Desafio: Pode atualizar os registros, do início até a linha que contém "[(980, 434)]", inclusive, trocando "place a marker" por "put a dot" e mantendo todo o resto igual? Deixe as imagens de fora da resposta.
______
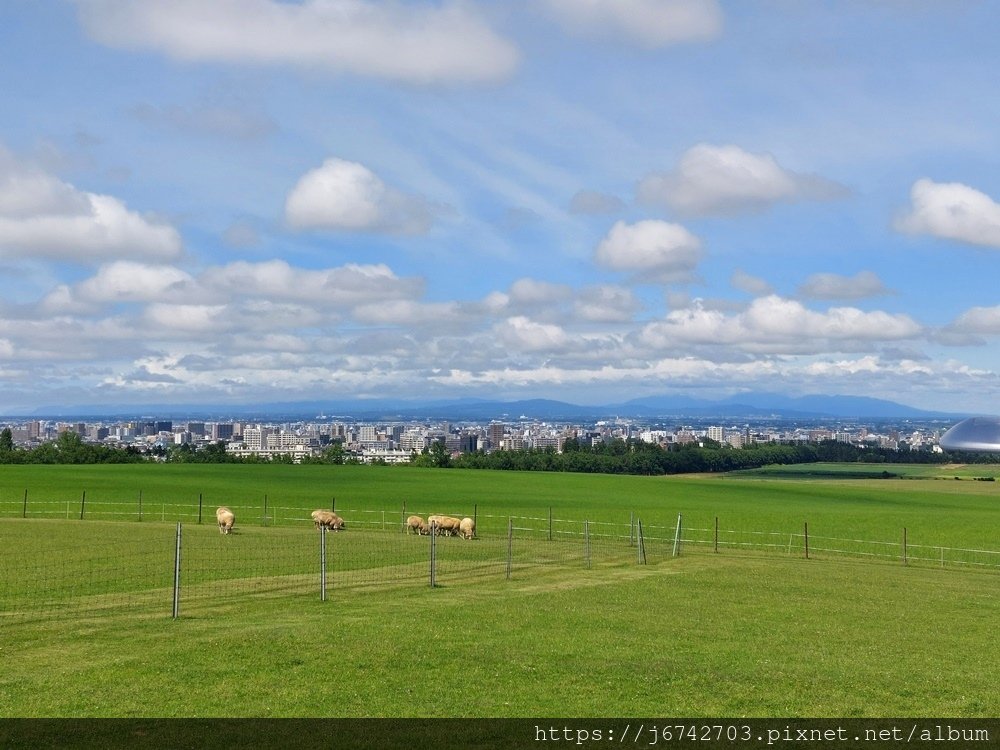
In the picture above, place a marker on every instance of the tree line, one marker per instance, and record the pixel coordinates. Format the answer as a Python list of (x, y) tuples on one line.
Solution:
[(637, 457), (610, 457)]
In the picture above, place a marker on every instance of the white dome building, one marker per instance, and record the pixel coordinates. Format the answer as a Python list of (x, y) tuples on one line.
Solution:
[(980, 434)]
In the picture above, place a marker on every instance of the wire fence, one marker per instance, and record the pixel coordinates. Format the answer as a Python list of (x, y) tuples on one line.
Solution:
[(176, 561)]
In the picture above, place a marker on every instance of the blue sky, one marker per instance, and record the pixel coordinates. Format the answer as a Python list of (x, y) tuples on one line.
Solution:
[(590, 200)]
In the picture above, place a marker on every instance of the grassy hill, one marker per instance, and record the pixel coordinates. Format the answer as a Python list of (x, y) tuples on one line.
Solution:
[(743, 632)]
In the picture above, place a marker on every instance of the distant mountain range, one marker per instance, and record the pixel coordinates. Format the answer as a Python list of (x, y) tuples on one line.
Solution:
[(747, 405)]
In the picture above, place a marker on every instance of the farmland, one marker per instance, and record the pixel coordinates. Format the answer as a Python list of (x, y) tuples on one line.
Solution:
[(741, 632)]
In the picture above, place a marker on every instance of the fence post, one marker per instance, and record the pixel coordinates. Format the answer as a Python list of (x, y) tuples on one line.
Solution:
[(322, 564), (510, 545), (433, 552), (177, 573), (677, 537)]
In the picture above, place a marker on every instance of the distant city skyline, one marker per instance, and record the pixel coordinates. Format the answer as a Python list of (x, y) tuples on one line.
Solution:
[(592, 201)]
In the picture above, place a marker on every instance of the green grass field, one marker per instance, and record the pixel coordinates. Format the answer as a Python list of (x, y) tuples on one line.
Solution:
[(745, 632)]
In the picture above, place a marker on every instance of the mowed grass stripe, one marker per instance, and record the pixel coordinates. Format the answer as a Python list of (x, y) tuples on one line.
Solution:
[(739, 633)]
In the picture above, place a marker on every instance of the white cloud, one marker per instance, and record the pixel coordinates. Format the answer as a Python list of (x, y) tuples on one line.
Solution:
[(650, 23), (43, 217), (953, 211), (523, 334), (419, 44), (722, 180), (835, 286), (344, 195), (978, 320), (774, 325), (657, 250), (125, 281)]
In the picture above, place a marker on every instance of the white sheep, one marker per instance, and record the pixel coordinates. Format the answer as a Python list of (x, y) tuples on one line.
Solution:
[(416, 525), (467, 528), (325, 519), (445, 525), (226, 519)]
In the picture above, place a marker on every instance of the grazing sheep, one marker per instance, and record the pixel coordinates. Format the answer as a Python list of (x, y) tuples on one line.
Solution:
[(226, 519), (445, 525), (325, 519), (416, 525), (467, 528)]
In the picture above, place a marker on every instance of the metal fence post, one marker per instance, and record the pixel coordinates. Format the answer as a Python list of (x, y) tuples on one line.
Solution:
[(433, 552), (641, 545), (322, 564), (177, 573), (510, 545)]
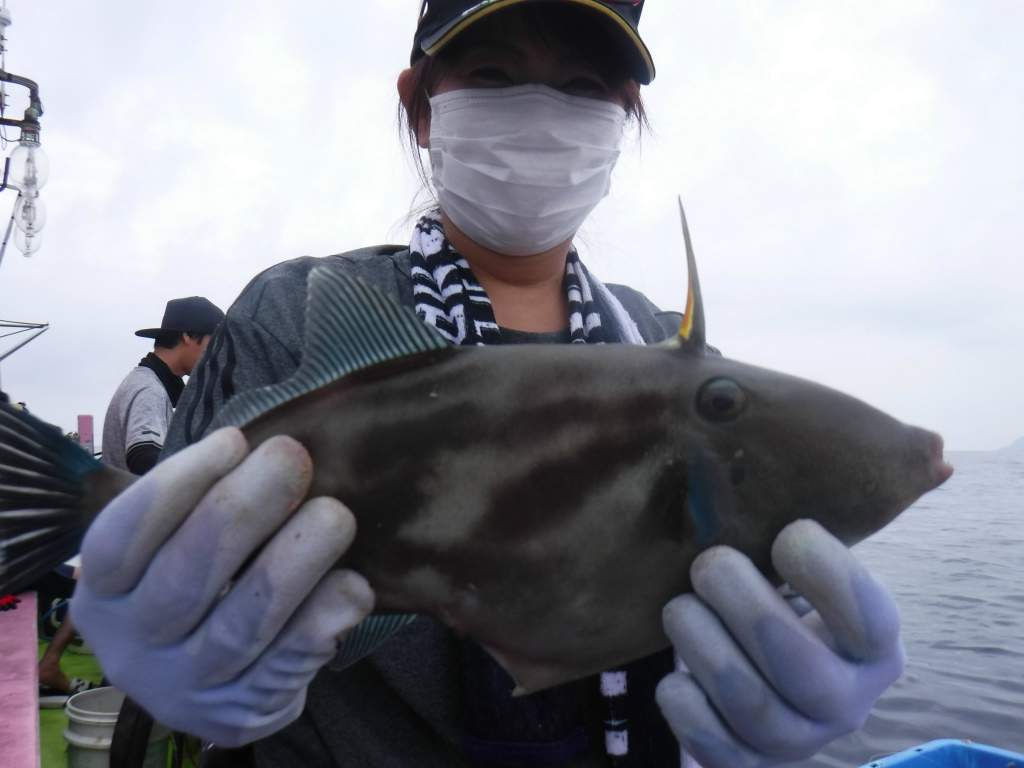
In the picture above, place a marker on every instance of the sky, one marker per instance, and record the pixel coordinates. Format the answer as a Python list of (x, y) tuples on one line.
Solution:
[(853, 176)]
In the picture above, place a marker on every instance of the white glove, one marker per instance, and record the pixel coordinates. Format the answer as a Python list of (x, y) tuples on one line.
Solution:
[(765, 685), (228, 662)]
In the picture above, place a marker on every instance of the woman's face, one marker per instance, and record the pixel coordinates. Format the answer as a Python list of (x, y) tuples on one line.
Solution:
[(493, 61)]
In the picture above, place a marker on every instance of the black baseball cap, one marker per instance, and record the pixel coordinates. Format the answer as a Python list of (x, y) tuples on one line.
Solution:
[(440, 20), (193, 313)]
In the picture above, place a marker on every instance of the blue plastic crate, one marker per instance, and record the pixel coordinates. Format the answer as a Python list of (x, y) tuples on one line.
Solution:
[(950, 753)]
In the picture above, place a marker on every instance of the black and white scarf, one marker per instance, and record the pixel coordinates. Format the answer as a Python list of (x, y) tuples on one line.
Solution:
[(449, 297)]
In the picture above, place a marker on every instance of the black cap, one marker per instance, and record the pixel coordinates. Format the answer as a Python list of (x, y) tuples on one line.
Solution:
[(193, 313), (440, 20)]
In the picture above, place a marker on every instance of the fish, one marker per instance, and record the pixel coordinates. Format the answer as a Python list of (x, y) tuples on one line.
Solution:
[(544, 501)]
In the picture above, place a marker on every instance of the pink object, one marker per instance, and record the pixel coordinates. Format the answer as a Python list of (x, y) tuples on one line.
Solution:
[(19, 686), (85, 433)]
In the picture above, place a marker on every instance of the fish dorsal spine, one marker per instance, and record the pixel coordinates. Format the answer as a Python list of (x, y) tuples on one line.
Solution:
[(691, 336), (350, 326)]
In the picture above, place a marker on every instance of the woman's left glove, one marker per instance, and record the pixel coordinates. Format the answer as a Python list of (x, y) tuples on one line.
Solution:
[(765, 685)]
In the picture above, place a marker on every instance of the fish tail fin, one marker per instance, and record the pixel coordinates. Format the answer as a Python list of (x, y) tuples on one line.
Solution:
[(42, 519)]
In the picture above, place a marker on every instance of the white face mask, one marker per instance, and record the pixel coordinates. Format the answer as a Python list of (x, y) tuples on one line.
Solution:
[(519, 169)]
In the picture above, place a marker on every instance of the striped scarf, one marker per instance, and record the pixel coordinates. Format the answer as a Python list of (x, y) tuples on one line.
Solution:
[(449, 297)]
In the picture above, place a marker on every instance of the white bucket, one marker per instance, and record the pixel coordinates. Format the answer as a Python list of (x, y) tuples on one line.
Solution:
[(91, 717)]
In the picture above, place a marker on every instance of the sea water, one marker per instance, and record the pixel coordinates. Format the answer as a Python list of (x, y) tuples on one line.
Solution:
[(955, 563)]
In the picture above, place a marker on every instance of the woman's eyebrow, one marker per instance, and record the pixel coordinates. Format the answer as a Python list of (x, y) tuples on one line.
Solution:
[(487, 45)]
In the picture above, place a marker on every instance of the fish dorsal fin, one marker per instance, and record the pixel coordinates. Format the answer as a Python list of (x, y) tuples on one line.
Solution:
[(350, 326), (691, 332)]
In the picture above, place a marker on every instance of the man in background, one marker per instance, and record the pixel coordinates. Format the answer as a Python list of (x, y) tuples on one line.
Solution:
[(133, 435), (140, 409)]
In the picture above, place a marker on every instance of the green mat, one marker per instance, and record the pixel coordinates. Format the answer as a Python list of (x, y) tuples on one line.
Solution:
[(52, 722)]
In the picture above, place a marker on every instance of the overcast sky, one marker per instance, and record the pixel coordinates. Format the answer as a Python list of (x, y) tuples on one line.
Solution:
[(853, 175)]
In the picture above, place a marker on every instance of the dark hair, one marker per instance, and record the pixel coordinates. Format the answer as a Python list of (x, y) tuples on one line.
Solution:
[(559, 28), (170, 339)]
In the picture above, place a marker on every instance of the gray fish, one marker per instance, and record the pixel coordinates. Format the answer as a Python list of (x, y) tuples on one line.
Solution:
[(544, 501)]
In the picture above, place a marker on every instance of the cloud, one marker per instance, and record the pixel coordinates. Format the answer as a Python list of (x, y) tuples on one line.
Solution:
[(853, 177)]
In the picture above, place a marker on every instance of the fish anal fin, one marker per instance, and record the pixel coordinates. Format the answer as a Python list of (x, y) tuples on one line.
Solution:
[(531, 676)]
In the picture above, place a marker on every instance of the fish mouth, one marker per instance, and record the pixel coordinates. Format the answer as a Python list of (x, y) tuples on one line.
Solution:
[(940, 469)]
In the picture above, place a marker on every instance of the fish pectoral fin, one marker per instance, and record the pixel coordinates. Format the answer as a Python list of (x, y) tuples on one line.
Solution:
[(531, 676), (350, 326)]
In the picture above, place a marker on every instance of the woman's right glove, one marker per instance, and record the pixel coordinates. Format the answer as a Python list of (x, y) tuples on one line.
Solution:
[(204, 647)]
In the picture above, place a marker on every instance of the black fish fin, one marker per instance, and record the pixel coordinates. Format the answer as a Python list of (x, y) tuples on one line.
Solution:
[(350, 325), (367, 636), (41, 516), (691, 333)]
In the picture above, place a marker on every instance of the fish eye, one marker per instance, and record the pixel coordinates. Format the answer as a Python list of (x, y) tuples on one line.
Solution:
[(721, 399)]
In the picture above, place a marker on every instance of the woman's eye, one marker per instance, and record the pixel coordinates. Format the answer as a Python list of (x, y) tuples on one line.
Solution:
[(721, 399), (492, 77)]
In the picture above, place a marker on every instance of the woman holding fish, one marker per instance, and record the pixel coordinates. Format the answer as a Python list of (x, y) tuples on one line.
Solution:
[(210, 590)]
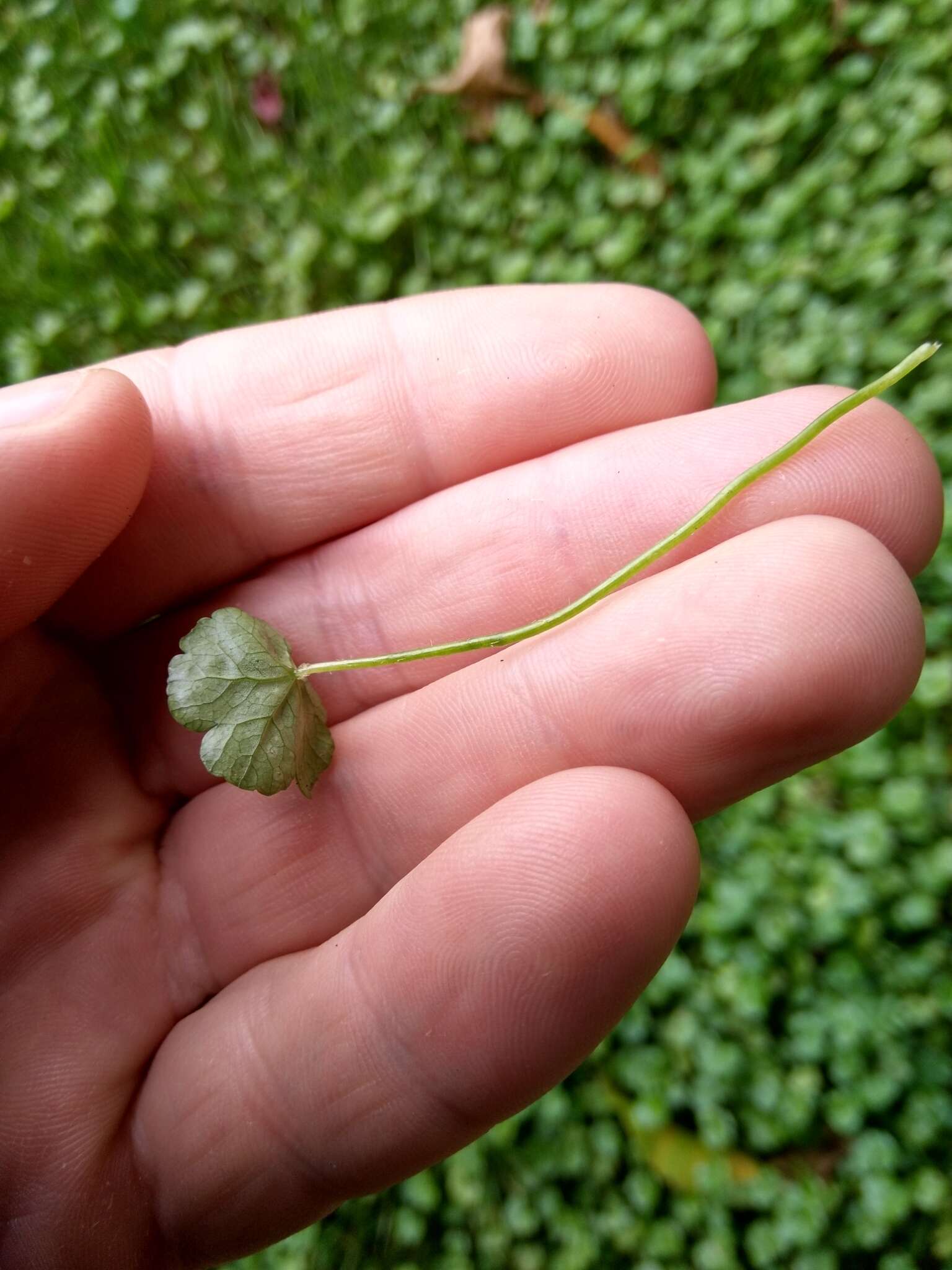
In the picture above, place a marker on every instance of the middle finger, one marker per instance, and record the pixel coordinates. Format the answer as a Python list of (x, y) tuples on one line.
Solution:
[(521, 543), (716, 677)]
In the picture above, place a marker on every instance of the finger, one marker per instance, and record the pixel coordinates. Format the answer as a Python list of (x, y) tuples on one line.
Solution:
[(71, 473), (275, 437), (516, 544), (718, 677), (480, 981)]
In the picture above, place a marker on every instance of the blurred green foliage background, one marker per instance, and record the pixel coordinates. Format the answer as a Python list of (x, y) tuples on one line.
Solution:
[(804, 211)]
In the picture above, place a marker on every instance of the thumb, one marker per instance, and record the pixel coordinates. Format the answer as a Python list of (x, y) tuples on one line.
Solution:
[(70, 479)]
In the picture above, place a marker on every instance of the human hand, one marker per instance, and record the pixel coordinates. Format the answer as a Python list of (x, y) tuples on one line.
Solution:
[(225, 1014)]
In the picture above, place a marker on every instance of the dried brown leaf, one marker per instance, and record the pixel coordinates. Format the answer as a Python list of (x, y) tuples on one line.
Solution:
[(482, 71)]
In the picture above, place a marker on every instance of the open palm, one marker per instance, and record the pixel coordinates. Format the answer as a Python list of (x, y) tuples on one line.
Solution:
[(225, 1014)]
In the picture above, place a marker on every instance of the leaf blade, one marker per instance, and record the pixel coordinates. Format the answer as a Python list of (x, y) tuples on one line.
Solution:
[(236, 682)]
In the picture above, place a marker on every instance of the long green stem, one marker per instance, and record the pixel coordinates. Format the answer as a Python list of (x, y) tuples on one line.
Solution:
[(648, 558)]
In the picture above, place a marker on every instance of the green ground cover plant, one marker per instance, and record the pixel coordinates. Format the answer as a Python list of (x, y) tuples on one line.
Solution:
[(782, 1094)]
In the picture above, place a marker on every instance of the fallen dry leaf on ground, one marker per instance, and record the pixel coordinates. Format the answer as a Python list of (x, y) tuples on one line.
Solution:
[(482, 81), (482, 69)]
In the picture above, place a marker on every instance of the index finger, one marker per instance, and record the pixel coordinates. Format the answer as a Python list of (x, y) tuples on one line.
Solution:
[(272, 438)]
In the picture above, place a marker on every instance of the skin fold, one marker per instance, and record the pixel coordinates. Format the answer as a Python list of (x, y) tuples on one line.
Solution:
[(226, 1014)]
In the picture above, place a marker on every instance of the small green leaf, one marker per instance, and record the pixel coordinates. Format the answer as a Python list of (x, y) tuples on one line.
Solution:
[(235, 681)]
______
Resposta ao exercício:
In the picture above, put a dot on every instance of the tree line, one marker per instance, and record the pixel coordinates. Format the answer as a Python list of (x, y) tuples on one line.
Solution:
[(637, 457), (610, 457)]
In the picture above, put a dot on every instance of the white dome building, one marker per instance, and record the pixel coordinates. Format the answer as a Python list of (x, y) tuples on one line.
Solution:
[(980, 434)]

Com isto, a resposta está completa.